• Quellauszug:
_ _ _ _ _ _ _

Warum steht in der Kette oben dann noch Norbert Lammert? Nun, man könnte tatsächlich eine Reihe von Leuten hier einsetzen aber es war doch Lammert, der im März 2017 (als absehbar wurde, dass der sich im Herbst konstituierende Bundestag von einem Alterspräsidenten der AfD eröffnet werden würde) eine Änderung vorschlug (und durch brachte), nach der nicht mehr der älteste sondern der dienstälteste Abgeordnete den Bundestag eröffnen sollte. Das diese Änderung zufällig genau dann durchgebracht wurde, als die AfD in Reichweite kam (bei einem Alterspräsidenten der SED hatten die selben Herren keine Probleme), gibt dem ganzen natürlich nicht nur ein Geschmäckle. Statt dem von Lammert ursprünglich dazu vorgesehenen Wolfgang Schäuble hielt die Rede dann aber Hermann Otto Solms (seines Zeichens FDP), weil Schäuble noch Präsident werden wollte und daher auf die Rede als Ältester verzichtete. Besonders pikant an dieser Episode ist, dass die Tradition des tatsächlich Ältesten noch aus der Zeit der Frankfurter Nationalversammlung zurück geht (also sogar noch deutlich vor Weimar) und eigentlich nur von den Nazis unterbrochen wurde.

_ _ _ _ _ _ _

• Übungsaufgabe:
Gib den Auszug über die Eröffnung des Bundestags durch den Alterspräsidenten bitte vollständig und wortgetreu aus.

[Ausgangsdatensätze]
_ _ _ _ _ _ _

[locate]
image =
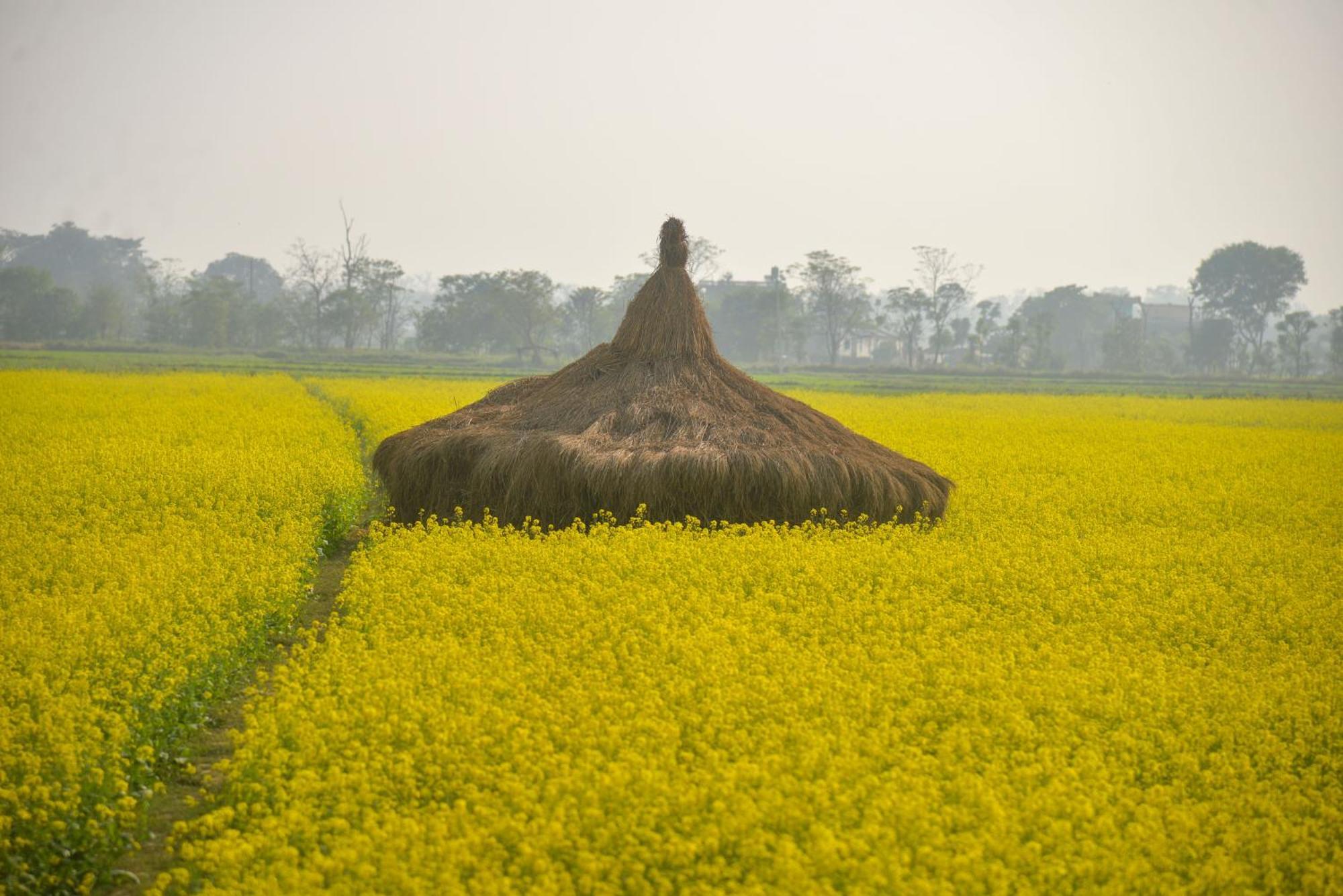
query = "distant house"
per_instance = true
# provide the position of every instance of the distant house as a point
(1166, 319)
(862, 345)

_ _ _ _ _ _ _

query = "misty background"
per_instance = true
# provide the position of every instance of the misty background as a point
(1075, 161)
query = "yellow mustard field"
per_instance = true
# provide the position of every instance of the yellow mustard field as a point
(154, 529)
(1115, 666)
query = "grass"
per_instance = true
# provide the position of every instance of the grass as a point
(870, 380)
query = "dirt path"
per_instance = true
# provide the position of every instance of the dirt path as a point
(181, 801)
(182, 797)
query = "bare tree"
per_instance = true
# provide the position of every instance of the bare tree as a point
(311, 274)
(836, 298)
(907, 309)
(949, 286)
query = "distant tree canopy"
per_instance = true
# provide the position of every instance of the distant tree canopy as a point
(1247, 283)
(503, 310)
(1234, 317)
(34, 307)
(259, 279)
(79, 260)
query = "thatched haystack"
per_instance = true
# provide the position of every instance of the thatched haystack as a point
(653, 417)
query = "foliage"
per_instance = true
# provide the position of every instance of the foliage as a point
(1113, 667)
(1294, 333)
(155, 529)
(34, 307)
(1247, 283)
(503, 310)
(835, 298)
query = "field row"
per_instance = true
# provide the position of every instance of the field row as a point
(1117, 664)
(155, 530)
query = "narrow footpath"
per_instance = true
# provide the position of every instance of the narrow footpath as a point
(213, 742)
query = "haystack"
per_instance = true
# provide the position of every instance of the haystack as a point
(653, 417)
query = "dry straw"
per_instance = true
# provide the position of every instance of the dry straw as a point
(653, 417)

_ _ _ _ _ _ _

• Erledigte Aufgabe:
Warum steht in der Kette oben dann noch Norbert Lammert? Nun, man könnte tatsächlich eine Reihe von Leuten hier einsetzen aber es war doch Lammert, der im März 2017 (als absehbar wurde, dass der sich im Herbst konstituierende Bundestag von einem Alterspräsidenten der AfD eröffnet werden würde) eine Änderung vorschlug (und durch brachte), nach der nicht mehr der älteste sondern der dienstälteste Abgeordnete den Bundestag eröffnen sollte. Das diese Änderung zufällig genau dann durchgebracht wurde, als die AfD in Reichweite kam (bei einem Alterspräsidenten der SED hatten die selben Herren keine Probleme), gibt dem ganzen natürlich nicht nur ein Geschmäckle. Statt dem von Lammert ursprünglich dazu vorgesehenen Wolfgang Schäuble hielt die Rede dann aber Hermann Otto Solms (seines Zeichens FDP), weil Schäuble noch Präsident werden wollte und daher auf die Rede als Ältester verzichtete. Besonders pikant an dieser Episode ist, dass die Tradition des tatsächlich Ältesten noch aus der Zeit der Frankfurter Nationalversammlung zurück geht (also sogar noch deutlich vor Weimar) und eigentlich nur von den Nazis unterbrochen wurde.